Goal
Please decide whether each statement agrees with the abstract below on Namaqualand plant names, answering yes or no and quoting the deciding words: (a) most of the surveys reviewed used standardized Namibian Khoekhoe orthography; (b) twenty-six regional plant names were retrieved; (c) the surveys reviewed were carried out over the last forty years.

Research Articles

Lexical variation in Namaqualand: Some evidence from ethnobotany

Author
  • Camilla Rose Christie

Abstract

Although endangered, the Khoekhoe-branch languages Nama and Damara (standardised together as Namibian Khoekhoe) are well-documented. By contrast, the dialect of Nama spoken in the Namaqualand region of South Africa is understudied, and the extent to which it diverges from standardised Namibian Khoekhoe is not fully understood. In an effort to assess potential lexical variation, this article reviews a number of botanical and ethnobotanical surveys carried out in the Namaqualand region over the last forty years. The majority of these surveys did not make use of standardised Namibian Khoekhoe orthography when recording Nama plant names, instead employing idiosyncratic spelling conventions when recording click consonants. Nevertheless, they offer preliminary evidence that a regionalised Namaqualand botanical lexis did historically exist. A total of twenty-six regionalised plant names, unaccounted for in the standardised Namibian Khoekhoe reference materials, are retrieved from the ethnobotanical record, suggesting that further undocumented lexical variation may be present in Nama as spoken within South Africa. Immediate and comprehensive language documentation projects within Namaqualand are recommended in order to forestall the loss of a regional variety.

Supplied material
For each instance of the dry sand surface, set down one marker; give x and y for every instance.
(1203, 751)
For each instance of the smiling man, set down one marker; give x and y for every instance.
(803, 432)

Result of this task
(a) No: "The majority of these surveys did not make use of standardised Namibian Khoekhoe orthography"
(b) Yes: "A total of twenty-six regionalised plant names, unaccounted for in the standardised Namibian Khoekhoe reference materials, are retrieved from the ethnobotanical record"
(c) Yes: "carried out in the Namaqualand region over the last forty years"